=== Excerpted text ===

Mark cell Δ_k as visited.
2.
- (a)
  If k = N and Δ_k has no edge for which $\hat g(x_1)\hat g(x_2)\leqslant 0$ , where x₁ and x₂ are the vertices of the edge, exit.
- (b)
  Otherwise if k < N and Δ_k has no edge for which $\hat g(x_1)\hat g(x_2)\leqslant 0$ , increment k and return to step 1.
- (c)
  Otherwise Δ_k has an edge with $\hat g(x_1)\hat g(x_2)\leqslant 0$ , so $\gamma _{\hat g}$ intersects Δ_k. The assumptions guarantee that it has at least two such edges. Denote two of them $\hat e^{i}_{0}$ and $\hat e^{i}_{-1}$ . Set $\hat \Delta ^{i}_{0}=\Delta _k$ .
3.
Find an edge intersected by γ_g as follows:
- (a)
  Use linear interpolation to estimate where $\gamma _{\hat g}$ intersects the edges $\hat e^{i}_{0}$ and $\hat e^{i}_{-1}$ . Denote those points by $\hat {x}_{0}^{i}$ and $\hat {x}_{-1}^{i}$ . If $\hat g$ has a zero at a vertex of the cell, we can choose that vertex to be one of the points.
- (b)
  Find the line perpendicular to the line segment between the points $\hat {x}_{0}^{i}$ and $\hat {x}_{-1}^{i}$ that goes through $(\hat {x}_{0}^{i}+\hat {x}_{-1}^{i})/2$ ; see figure 2. Search for a root of g on this line that is not on a piece of the contour already traced (our implementation of PAT uses Müller's method (Müller 1956); other methods might be more efficient). If no new root is found on this line, increment k and return to step 1. If a root is found, denote it xⁱ₀. The point xⁱ₀ is on the piece of γ_g we will trace next.
- (c)
  Find the cell containing xⁱ₀ and denote it Δⁱ₀.
4.
Follow and trace the piece of γ_g just found: set j = j' = 0. Then:
- (a)

=== Data records ===

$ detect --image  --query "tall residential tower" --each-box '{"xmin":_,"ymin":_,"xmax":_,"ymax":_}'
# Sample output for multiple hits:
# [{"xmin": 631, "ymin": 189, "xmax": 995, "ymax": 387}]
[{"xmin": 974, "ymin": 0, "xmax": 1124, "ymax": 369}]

===
=== Data records ===

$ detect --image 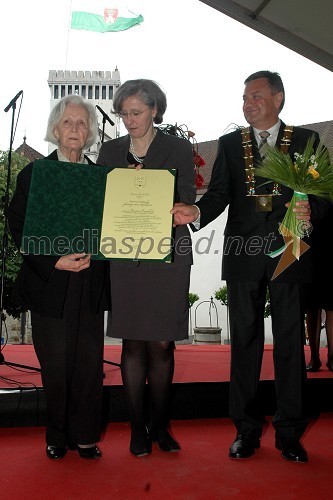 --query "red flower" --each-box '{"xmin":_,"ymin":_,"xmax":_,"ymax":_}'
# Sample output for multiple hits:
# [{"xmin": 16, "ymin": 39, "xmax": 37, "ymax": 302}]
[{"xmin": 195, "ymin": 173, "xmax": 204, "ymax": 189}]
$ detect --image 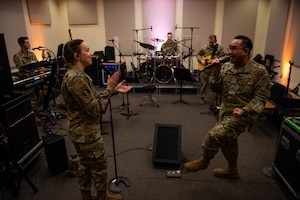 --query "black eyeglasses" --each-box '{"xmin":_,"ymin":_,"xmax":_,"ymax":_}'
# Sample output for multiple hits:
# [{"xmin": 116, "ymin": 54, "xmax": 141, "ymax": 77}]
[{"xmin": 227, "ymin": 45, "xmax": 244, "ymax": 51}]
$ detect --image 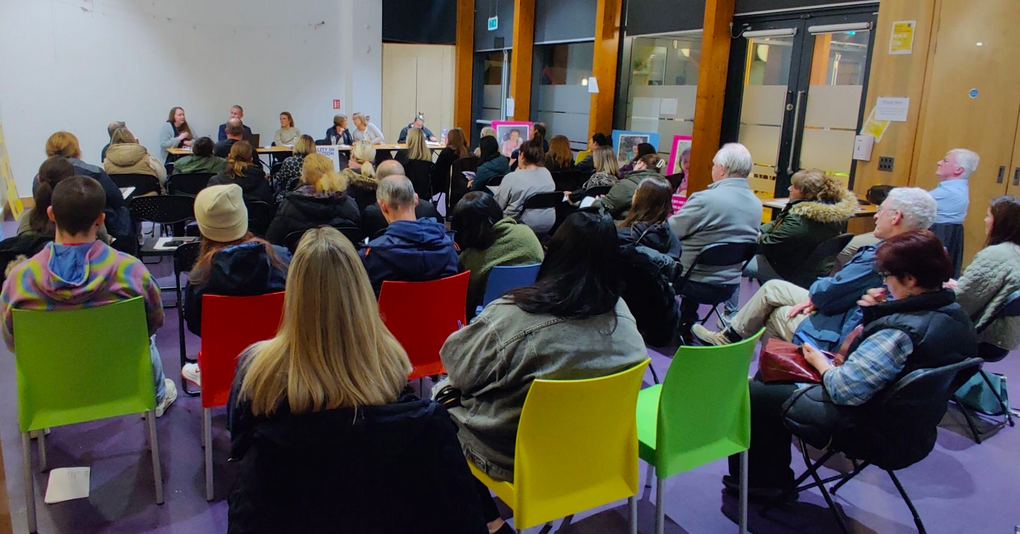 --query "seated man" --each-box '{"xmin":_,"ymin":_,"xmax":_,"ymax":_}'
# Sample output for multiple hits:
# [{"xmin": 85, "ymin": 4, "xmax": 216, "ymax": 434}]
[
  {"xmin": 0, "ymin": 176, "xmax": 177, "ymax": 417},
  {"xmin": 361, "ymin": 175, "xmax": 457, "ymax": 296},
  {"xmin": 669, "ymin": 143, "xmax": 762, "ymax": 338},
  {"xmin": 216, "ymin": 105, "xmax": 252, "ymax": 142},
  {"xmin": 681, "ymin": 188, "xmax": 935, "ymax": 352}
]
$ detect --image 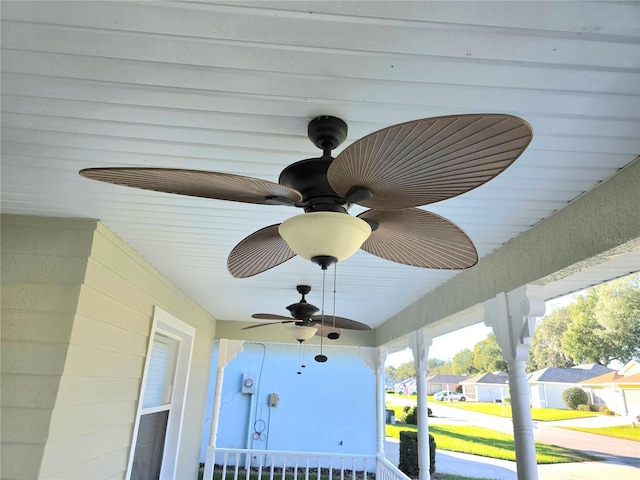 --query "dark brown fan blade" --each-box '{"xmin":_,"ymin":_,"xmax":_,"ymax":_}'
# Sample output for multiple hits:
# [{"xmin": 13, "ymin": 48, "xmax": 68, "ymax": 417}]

===

**Directions**
Copy out the passage of the contour-tracing algorithm from "Find the line" up to and including "will trace next.".

**Solution to this exercise**
Find the line perpendicular to the line segment between the points $\hat {x}_{0}^{i}$ and $\hat {x}_{-1}^{i}$ that goes through $(\hat {x}_{0}^{i}+\hat {x}_{-1}^{i})/2$ ; see figure 2. Search for a root of g on this line that is not on a piece of the contour already traced (our implementation of PAT uses Müller's method (Müller 1956); other methods might be more efficient). If no new root is found on this line, increment k and return to step 1. If a root is found, denote it xⁱ₀. The point xⁱ₀ is on the piece of γ_g we will trace next.